--- Document passage ---
»»
Meng Tseu [Mencius in western language, by Stanislas Julien]. 道光四年（1824年），石板鐫刻 西講孟子，梁茹蓮校訂. [The Fourth Canonical Book]. No place, no name, no date [Paris, Dondrey-Dupré fils, Société Asiatique, 1824]. 2 parts in 1 vol. in-8°. 1 large title page, 122 pp.; 161 pp. sinograms (morphemes), completely lithographed by the Count Charles-Philibert de Lasteyrie. In Chinese. Contemporary full red shagreen, back with 4 false raised bands adorned, gilt title, romantic covers decorated with a large gilt motif, golden fillet on cuts, triple gilt fillets on inner-covers, gilt slices, white silk on inner-covers and end-papers.
First edition, extremely rare, probably the copy of Stanislas Julien, because it has few annotations of his hand.
««
--- What is being asked ---
In the catalog entry for Meng Tseu, who lithographed the pages of sinograms? The records have nothing to do with the catalog entry.

[Data records]
»»
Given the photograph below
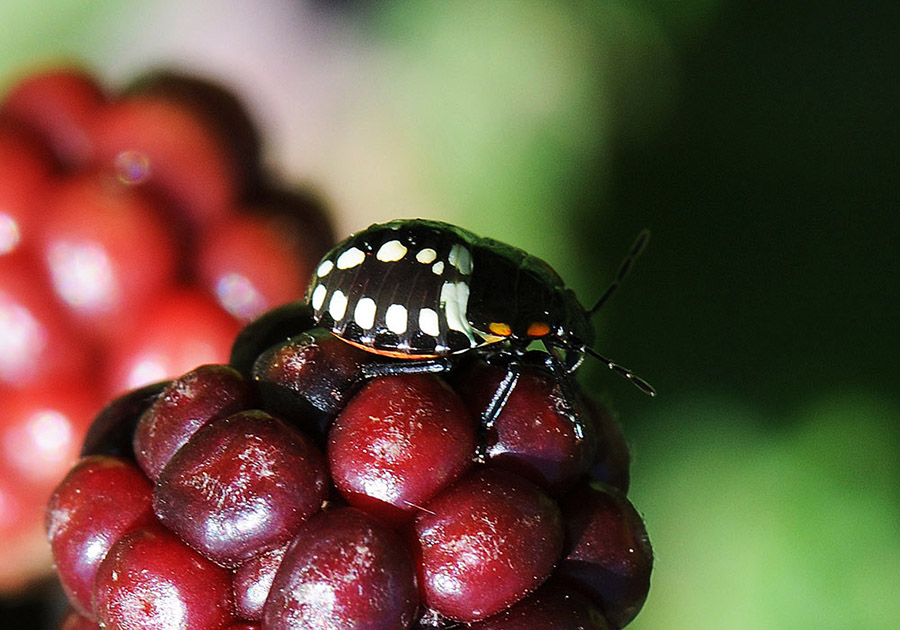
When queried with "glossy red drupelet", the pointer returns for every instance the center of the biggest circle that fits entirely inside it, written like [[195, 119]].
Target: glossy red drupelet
[[250, 525], [115, 209]]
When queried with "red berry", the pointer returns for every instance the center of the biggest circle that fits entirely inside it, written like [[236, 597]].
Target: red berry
[[245, 283], [41, 429], [25, 170], [240, 485], [608, 554], [185, 405], [112, 431], [271, 329], [485, 543], [75, 621], [35, 340], [95, 504], [218, 109], [58, 106], [398, 442], [153, 581], [309, 375], [343, 570], [108, 251], [181, 330]]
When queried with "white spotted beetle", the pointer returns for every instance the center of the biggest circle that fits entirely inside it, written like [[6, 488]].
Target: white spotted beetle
[[423, 291]]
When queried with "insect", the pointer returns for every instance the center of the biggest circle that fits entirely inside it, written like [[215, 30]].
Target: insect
[[425, 291]]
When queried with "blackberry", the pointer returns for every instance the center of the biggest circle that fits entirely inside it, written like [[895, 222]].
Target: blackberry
[[115, 209], [297, 491]]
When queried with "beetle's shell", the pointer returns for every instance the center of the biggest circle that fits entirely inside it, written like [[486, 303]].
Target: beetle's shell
[[399, 288]]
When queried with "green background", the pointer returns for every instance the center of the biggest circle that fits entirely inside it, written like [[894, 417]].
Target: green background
[[760, 144]]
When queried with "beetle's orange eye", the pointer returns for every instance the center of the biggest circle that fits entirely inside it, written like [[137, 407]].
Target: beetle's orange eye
[[500, 329]]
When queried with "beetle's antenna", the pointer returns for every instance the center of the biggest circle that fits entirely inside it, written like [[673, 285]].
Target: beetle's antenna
[[638, 382], [639, 243]]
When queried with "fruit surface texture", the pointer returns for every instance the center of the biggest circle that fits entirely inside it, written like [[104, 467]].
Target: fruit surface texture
[[291, 491]]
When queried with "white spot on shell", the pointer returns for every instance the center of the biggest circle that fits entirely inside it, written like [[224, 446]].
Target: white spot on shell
[[396, 318], [324, 268], [455, 303], [391, 251], [337, 307], [351, 258], [364, 314], [426, 256], [318, 298], [460, 258], [428, 322]]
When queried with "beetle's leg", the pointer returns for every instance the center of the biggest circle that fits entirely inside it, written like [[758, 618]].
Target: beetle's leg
««
--- Solved exercise ---
The Count Charles-Philibert de Lasteyrie.